--- TASK GOAL ---
In the items below, change "each instance" to "each occurrence" and keep everything else the same.

(Position annotation records)
■ ■ ■ ■ ■ ■ ■

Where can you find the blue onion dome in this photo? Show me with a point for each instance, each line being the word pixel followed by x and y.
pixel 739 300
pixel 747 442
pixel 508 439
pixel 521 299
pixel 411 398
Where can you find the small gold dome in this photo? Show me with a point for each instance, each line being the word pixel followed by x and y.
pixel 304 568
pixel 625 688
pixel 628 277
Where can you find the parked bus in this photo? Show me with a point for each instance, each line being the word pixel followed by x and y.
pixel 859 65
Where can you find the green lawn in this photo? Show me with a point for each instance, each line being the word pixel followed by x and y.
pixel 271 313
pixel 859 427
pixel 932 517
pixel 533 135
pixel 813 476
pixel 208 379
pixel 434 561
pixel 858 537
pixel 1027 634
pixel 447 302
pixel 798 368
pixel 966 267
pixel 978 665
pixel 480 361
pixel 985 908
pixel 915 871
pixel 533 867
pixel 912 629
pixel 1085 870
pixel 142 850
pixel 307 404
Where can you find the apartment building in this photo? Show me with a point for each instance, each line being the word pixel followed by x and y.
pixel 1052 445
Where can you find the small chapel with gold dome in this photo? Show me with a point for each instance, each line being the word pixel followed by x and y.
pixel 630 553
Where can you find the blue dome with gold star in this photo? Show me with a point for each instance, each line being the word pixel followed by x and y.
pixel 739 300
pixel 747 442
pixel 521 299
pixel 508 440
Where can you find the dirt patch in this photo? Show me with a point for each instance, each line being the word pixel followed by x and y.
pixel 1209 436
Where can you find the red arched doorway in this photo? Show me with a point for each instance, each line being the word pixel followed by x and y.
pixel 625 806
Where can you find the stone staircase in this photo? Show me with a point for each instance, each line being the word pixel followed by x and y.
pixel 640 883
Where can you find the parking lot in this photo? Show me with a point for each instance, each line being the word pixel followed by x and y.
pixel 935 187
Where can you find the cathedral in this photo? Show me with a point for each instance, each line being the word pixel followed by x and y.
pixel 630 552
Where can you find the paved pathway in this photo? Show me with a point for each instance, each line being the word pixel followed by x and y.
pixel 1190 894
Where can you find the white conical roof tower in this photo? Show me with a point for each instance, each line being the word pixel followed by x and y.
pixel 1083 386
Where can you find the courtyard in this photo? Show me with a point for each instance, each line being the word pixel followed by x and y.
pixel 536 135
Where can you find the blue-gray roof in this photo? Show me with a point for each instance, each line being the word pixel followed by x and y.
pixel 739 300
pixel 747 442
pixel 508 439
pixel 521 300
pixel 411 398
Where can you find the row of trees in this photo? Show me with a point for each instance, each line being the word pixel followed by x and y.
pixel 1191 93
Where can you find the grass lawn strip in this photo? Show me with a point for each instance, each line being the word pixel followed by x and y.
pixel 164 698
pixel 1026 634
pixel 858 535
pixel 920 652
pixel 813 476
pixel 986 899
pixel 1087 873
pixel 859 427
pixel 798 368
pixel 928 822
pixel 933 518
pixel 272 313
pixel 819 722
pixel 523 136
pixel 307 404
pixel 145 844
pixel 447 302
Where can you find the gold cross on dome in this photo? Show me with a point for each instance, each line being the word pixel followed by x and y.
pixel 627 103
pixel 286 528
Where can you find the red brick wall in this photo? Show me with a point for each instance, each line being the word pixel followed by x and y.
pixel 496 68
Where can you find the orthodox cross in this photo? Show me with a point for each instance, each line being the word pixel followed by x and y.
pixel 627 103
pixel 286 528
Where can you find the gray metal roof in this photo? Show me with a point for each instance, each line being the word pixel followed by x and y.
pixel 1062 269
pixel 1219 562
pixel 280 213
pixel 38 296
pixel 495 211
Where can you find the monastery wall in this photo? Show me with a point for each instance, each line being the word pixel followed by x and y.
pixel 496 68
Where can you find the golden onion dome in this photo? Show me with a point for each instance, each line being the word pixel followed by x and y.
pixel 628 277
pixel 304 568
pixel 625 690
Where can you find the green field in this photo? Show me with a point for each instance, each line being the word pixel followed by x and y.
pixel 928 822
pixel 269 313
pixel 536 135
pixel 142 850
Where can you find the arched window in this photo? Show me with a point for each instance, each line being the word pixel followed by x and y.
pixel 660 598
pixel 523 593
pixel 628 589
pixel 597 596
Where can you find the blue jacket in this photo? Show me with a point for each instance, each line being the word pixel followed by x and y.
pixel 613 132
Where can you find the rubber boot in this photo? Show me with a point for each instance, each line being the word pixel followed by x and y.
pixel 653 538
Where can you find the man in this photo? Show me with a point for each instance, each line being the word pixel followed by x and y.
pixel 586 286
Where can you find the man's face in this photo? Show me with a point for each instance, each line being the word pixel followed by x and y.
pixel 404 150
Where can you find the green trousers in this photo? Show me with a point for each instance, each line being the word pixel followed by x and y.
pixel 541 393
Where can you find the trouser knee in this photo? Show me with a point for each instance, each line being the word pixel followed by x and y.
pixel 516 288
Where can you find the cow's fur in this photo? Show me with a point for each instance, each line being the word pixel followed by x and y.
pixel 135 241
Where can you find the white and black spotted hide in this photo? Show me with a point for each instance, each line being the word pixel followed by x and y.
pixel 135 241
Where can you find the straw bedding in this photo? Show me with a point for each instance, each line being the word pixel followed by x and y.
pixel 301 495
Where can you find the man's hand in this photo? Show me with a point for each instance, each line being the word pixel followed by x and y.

■ ■ ■ ■ ■ ■ ■

--- TASK ANSWER ---
Where can you find the blue onion dome in this photo? Show me with a point for each occurrence, each line being the word pixel followed by x and y.
pixel 739 300
pixel 747 442
pixel 508 439
pixel 521 299
pixel 411 398
Where can you find the small gold dome in this photo? Show me with a point for each occurrence, each line being the word pixel followed by x and y.
pixel 304 568
pixel 625 688
pixel 628 277
Where can you find the parked bus in this photo? Show me with a point for each occurrence, each line being the word pixel followed by x and y.
pixel 859 65
Where can you find the green lawn in this photo? Show me with a point for each occurrence, each line being the word pixel followed by x and y.
pixel 271 313
pixel 859 427
pixel 932 517
pixel 533 135
pixel 813 476
pixel 208 379
pixel 434 561
pixel 858 537
pixel 1027 634
pixel 447 302
pixel 798 368
pixel 966 267
pixel 978 665
pixel 480 361
pixel 985 908
pixel 915 871
pixel 533 867
pixel 912 629
pixel 1085 870
pixel 142 850
pixel 307 404
Where can you find the apartment building in this photo? Show me with a point for each occurrence, each line being the word pixel followed by x and y.
pixel 1052 445
Where can you find the small chapel with gold dome in this photo? Show me with a point for each occurrence, each line being the word pixel followed by x and y.
pixel 630 553
Where can you find the blue dome with gold star in this photo? Show me with a point for each occurrence, each line being the word pixel followed by x and y.
pixel 739 300
pixel 747 442
pixel 521 299
pixel 508 440
Where can you find the dirt patch in this photo? Show me with a point for each occurrence, each line being the word pixel followed by x and y.
pixel 1209 436
Where can you find the red arched doorway in this photo? Show me with a point for each occurrence, each line being the word pixel followed by x and y.
pixel 625 806
Where can you find the stone staircase in this photo? Show me with a point for each occurrence, each line being the word pixel followed by x and y.
pixel 640 883
Where can you find the parking lot in this photo? Show me with a point for each occurrence, each line being the word pixel followed by x and y.
pixel 935 187
Where can you find the cathedral in this photo? Show me with a point for each occurrence, each line being the word pixel followed by x and y.
pixel 630 552
Where can you find the paved pathway in this photo? Show me with a point for each occurrence, each line being the word pixel followed by x and y.
pixel 1190 894
Where can you find the white conical roof tower in this photo? Show me with a point for each occurrence, each line being the word pixel followed by x and y.
pixel 1083 386
Where can you find the courtyard in this photo? Show me with a point for each occurrence, each line being the word pixel followed by x and y.
pixel 536 135
Where can you find the blue-gray roof in this photo? Show me with a point for each occurrence, each line being the word pixel followed by x and y.
pixel 739 300
pixel 747 442
pixel 508 439
pixel 521 300
pixel 411 398
Where can you find the row of trees in this photo? Show me with a point for each occurrence, each line being the word pixel followed by x and y.
pixel 1191 93
Where can you find the grass lawn strip in this photo? Show me with a point for each occurrence, each line being the word pixel followed by x and y.
pixel 164 698
pixel 1026 634
pixel 858 535
pixel 920 652
pixel 813 476
pixel 986 899
pixel 1087 873
pixel 859 427
pixel 798 368
pixel 928 822
pixel 933 518
pixel 272 313
pixel 819 722
pixel 523 136
pixel 307 404
pixel 145 844
pixel 447 302
Where can you find the gold cross on dome in this photo? Show me with a point for each occurrence, each line being the word pixel followed by x and y.
pixel 627 103
pixel 286 528
Where can you find the red brick wall in this photo? Show me with a point for each occurrence, each line being the word pixel followed by x and y.
pixel 496 68
Where can you find the orthodox cross in this photo? Show me with a point for each occurrence, each line being the word pixel followed by x and y.
pixel 627 103
pixel 286 528
Where can you find the gray metal roof in this photo? Show me with a point for each occurrence, each line being the word pixel followed by x and y.
pixel 1062 269
pixel 1219 562
pixel 280 213
pixel 38 296
pixel 495 211
Where can you find the monastery wall in this photo? Show me with a point for each occurrence, each line being the word pixel followed by x and y.
pixel 496 68
Where can you find the golden onion dome in this photo? Show me with a point for each occurrence, each line being the word pixel followed by x and y.
pixel 628 277
pixel 304 568
pixel 625 690
Where can you find the green field in this photo? Show me with a point for each occurrence, each line being the word pixel followed by x and y.
pixel 928 822
pixel 269 313
pixel 536 135
pixel 142 850
Where can you find the arched window in this photo? Show me with a point for each occurrence, each line being the word pixel followed by x and y.
pixel 660 598
pixel 523 593
pixel 628 589
pixel 597 596
Where can you find the blue jacket in this photo? Show me with a point for each occurrence, each line being the word pixel followed by x and y.
pixel 613 132
Where can you find the rubber boot in this photo? Show me with a point for each occurrence, each line being the word pixel followed by x and y.
pixel 653 538
Where can you find the man in this photo? Show me with a point for each occurrence, each line being the word pixel followed by x and y.
pixel 586 286
Where can you find the man's face in this photo? Show me with a point for each occurrence, each line being the word pixel followed by x and y.
pixel 404 150
Where can you find the green trousers in this photo? Show me with a point for each occurrence, each line being the word pixel followed by x and y.
pixel 541 393
Where can you find the trouser knee in this photo? Show me with a point for each occurrence, each line being the word pixel followed by x and y.
pixel 516 288
Where can you find the cow's fur in this photo? Show me with a point for each occurrence, each line being the word pixel followed by x and y.
pixel 135 241
Where can you find the white and black spotted hide in this photo? Show me with a point for each occurrence, each line being the word pixel followed by x and y.
pixel 135 241
Where can you find the straw bedding in this photo? Show me with a point for each occurrence, each line being the word pixel followed by x and y.
pixel 301 495
Where can you find the man's hand in this photo? Show me with a point for each occurrence, each line being the word pixel followed by x and y.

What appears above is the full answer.